■ Task to complete
Please reproduce verbatim the lines below, from the first through the one with "Target: wrist".

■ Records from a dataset
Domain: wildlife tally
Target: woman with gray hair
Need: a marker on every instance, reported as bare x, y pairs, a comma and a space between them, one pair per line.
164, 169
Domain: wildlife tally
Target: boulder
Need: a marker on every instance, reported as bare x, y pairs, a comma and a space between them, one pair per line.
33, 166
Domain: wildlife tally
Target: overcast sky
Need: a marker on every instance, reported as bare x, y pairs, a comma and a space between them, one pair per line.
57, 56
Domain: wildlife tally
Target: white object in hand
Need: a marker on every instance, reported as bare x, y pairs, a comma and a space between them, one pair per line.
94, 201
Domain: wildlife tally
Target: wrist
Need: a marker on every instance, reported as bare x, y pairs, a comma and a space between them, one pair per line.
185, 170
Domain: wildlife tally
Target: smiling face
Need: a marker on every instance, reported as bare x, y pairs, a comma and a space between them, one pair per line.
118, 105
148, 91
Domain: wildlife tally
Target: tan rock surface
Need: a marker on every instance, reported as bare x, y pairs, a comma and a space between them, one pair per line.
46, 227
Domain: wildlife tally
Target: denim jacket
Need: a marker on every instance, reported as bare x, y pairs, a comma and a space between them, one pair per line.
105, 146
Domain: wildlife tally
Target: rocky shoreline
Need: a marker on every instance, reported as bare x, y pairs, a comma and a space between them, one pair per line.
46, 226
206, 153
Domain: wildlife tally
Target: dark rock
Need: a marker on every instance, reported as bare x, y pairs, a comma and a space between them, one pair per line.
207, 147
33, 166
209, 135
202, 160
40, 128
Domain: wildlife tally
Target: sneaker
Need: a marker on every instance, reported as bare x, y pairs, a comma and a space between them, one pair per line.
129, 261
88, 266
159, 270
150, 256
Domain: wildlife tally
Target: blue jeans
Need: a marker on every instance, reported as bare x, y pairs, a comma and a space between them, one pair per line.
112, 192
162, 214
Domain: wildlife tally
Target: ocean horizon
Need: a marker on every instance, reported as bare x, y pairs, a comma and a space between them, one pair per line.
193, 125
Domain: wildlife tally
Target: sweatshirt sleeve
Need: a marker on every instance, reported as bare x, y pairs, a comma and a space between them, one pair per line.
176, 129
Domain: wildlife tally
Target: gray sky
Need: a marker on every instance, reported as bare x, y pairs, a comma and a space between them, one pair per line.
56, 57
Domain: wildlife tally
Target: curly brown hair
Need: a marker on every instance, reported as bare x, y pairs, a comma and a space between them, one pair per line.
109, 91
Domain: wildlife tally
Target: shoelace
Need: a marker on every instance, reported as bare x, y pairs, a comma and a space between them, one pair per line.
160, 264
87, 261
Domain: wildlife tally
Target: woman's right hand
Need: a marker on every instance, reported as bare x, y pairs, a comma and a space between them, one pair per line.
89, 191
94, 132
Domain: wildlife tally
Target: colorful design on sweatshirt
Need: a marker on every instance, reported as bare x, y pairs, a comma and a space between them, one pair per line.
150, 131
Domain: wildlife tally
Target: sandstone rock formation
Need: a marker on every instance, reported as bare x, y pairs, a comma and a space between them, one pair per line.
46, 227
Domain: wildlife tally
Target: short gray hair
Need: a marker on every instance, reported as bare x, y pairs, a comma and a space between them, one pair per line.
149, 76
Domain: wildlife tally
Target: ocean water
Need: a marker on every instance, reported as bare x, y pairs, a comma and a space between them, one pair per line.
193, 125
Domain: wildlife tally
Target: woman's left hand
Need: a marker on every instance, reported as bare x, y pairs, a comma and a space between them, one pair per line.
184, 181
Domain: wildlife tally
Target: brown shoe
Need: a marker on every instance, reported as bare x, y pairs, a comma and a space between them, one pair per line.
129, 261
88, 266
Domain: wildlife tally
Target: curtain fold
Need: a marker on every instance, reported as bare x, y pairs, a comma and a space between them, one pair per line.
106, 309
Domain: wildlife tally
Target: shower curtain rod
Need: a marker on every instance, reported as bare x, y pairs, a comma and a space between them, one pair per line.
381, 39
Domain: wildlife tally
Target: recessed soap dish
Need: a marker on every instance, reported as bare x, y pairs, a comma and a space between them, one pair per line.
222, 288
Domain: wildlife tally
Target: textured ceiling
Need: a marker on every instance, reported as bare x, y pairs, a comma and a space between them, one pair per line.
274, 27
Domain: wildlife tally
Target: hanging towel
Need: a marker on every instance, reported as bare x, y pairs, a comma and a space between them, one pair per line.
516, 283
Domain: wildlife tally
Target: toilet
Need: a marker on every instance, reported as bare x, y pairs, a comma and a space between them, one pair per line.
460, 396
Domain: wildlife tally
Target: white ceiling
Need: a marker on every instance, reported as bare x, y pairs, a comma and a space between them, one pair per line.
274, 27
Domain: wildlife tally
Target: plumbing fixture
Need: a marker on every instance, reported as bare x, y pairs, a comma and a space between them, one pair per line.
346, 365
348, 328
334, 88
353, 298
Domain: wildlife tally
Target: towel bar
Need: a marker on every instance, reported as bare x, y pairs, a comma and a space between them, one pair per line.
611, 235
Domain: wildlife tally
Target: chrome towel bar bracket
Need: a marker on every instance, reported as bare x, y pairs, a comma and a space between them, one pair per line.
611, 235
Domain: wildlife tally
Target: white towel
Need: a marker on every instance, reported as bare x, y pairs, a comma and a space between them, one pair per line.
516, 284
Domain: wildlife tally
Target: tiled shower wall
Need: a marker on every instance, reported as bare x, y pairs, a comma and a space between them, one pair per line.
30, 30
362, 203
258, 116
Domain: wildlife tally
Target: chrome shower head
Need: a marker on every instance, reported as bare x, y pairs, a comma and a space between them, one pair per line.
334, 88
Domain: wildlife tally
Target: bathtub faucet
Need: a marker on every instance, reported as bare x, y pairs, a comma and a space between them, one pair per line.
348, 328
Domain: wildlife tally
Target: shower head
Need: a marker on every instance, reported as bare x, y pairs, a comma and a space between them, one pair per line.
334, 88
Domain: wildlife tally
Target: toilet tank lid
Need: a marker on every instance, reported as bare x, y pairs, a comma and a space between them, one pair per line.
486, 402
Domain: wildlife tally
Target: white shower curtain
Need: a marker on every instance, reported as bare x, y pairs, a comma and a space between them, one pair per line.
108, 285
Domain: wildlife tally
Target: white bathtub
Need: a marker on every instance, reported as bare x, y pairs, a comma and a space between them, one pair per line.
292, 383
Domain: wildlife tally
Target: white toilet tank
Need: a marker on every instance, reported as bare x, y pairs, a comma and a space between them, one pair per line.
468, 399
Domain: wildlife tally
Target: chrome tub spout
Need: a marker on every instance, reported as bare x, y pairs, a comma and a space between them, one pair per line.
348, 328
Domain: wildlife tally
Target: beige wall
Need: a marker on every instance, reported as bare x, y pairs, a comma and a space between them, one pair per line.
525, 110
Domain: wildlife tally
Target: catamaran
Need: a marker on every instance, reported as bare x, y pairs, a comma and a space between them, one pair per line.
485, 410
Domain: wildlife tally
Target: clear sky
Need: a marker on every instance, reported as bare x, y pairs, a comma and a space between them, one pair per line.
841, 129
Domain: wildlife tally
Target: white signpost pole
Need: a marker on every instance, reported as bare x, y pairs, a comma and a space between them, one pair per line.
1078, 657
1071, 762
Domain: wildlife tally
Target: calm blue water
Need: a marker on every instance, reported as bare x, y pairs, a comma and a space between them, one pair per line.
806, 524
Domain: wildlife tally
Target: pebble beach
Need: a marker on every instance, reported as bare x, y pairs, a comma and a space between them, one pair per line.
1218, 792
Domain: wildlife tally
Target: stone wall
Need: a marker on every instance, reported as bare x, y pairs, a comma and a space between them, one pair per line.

■ Output below
Domain: wildlife tally
Target: woman with gray hair
Need: a marker on every instance, reported as bare x, y pairs, a comma and a space between them, one pair per line.
164, 169
Domain: wildlife tally
Target: boulder
Need: a marker on every instance, reported as bare x, y pairs, a comma and a space between them, one pair per line.
33, 166
Domain: wildlife tally
Target: overcast sky
Need: a marker on every instance, reported as bare x, y pairs, a comma and a space between them, one pair per line.
57, 56
Domain: wildlife tally
Target: white object in hand
Need: a marker on every instance, reported as bare x, y pairs, a comma and a space between them, one pair per line.
94, 201
Domain: wildlife tally
Target: wrist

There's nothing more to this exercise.